=== WHAT YOU WILL DO ===
An exact copy of all the lines below is required, with every image left out.

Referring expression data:
-- -- --

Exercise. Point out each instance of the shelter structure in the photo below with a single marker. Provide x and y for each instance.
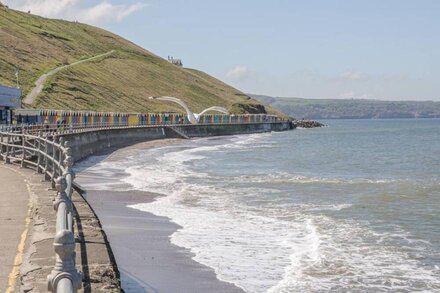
(10, 99)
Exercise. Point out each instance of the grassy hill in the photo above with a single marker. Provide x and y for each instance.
(121, 81)
(351, 109)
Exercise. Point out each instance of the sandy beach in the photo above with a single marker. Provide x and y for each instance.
(146, 259)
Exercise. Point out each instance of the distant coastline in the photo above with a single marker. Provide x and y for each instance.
(351, 108)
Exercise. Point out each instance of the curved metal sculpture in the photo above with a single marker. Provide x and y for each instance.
(192, 117)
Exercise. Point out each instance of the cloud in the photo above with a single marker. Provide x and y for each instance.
(238, 72)
(353, 75)
(102, 12)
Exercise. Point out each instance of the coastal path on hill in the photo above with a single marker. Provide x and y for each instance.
(40, 82)
(14, 221)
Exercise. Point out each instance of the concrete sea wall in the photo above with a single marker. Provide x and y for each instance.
(87, 143)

-- -- --

=== TASK RESULT ===
Exercise. Point out each instance of the shelter structure in the photo below with a single marker. Provide x and y for each instance.
(10, 99)
Exercise. Point out each instance of the grassy hill in the photo above with a single marker. Provide x and y for each instance.
(121, 81)
(351, 109)
Exercise. Point out each instance of the sandy beach in the photo above with a single marker. Provide x and y for each instance.
(146, 259)
Exercise. Point out each instance of the distant coastline in the photo above with a single marker. Provide x and y for each instance.
(351, 108)
Exercise. Point out each instance of the curved metal sculpture in the photo above with a single marker. Provide x and y for each instance.
(192, 117)
Exercise. Point out each instance of the cloud in the photo above with a single marker. Provide x and y for each instance.
(238, 72)
(353, 75)
(102, 12)
Exercise. Point out each instance of the coastal path on hill in the photo above with a single marker. Provide x and y for each instance.
(40, 82)
(14, 221)
Exercise. Point out each instance of the concrete sea wall in the photo above with a single marker. Provide x and y for each instance.
(87, 143)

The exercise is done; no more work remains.